> AIM OF THE TASK:
In the forum thread about a lightweight .308, what barrel length does the owner of the Ruger GSR mention?
>> begin READING PASSAGE
# Lightweight .308



## Champion22 (Jan 18, 2008)

Any thoughts from all about a lightweight bolt and/or lever action .308? 

Not interested in AR platform. Want a simple setup for my Xsight so my son can start practicing for next year. My knights armament with Xsight may weight 12 pounds...(haven't really weighed it but it sure is heavy).

Just curious as to some potential thoughts. Also, not wanting to break the bank.

Thanks
Robbie


----------



## Jungle_Jim (Nov 16, 2007)

Tikka T3 lite stainless


----------



## peckerwood (Jun 9, 2012)

My S&W .308 made by Husqvarna is the lightest rifle I own and the one that has gotten the most use after 40 years.If I had to buy another rifle,I would shop around for an old S&W or a full fledge Husqvarna.Scope,sling and gun I bet doesn't weigh 6lbs.Later on,they gave their rifle contract to I think Mossberg and are no where near as nice of a gun.


----------



## peckerwood (Jun 9, 2012)

Just done some research and the later S&W's were made by Howa of Japan.


----------



## Csafisher (Nov 16, 2010)

peckerwood said:


> My S&W .308 made by Husqvarna is the lightest rifle I own and the one that has gotten the most use after 40 years.If I had to buy another rifle,I would shop around for an old S&W or a full fledge Husqvarna.Scope,sling and gun I bet doesn't weigh 6lbs.Later on,they gave their rifle contract to I think Mossberg and are no where near as nice of a gun.


I have a .300wm husky imported by S&W and it is light as well. Absolutely love that rifle. Not sure about S&W but husqvarna was later manufactured by carl gustav for a little while I think.

But I would take a look at a tikka t3 lite for sure. Light and accurate.


----------



## mlw85547 (Nov 2, 2015)

My Ruger GSR is said to be 7 lbs dry. I really like it for hunting east texas. I have a 1.5-4x leupold intermediate eye relief scope (i dont consider it to be a scout scope) mounted on it. with the 16" barrel it is really convenient in the blind and relatively light and compact when compared to some of the other guns guys are using at my lease. 

Ruger also has a synthetic stock version that is lighter than my laminate wood stock. to use something like an Xsight on the gun i would recommend getting the full length rail for the top or something similar.
>> end READING PASSAGE
>> begin DATA SHOWN
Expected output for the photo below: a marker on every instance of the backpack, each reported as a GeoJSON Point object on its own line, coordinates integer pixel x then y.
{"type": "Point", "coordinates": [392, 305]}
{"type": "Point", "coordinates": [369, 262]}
>> end DATA SHOWN
> SOLUTION:
16 inches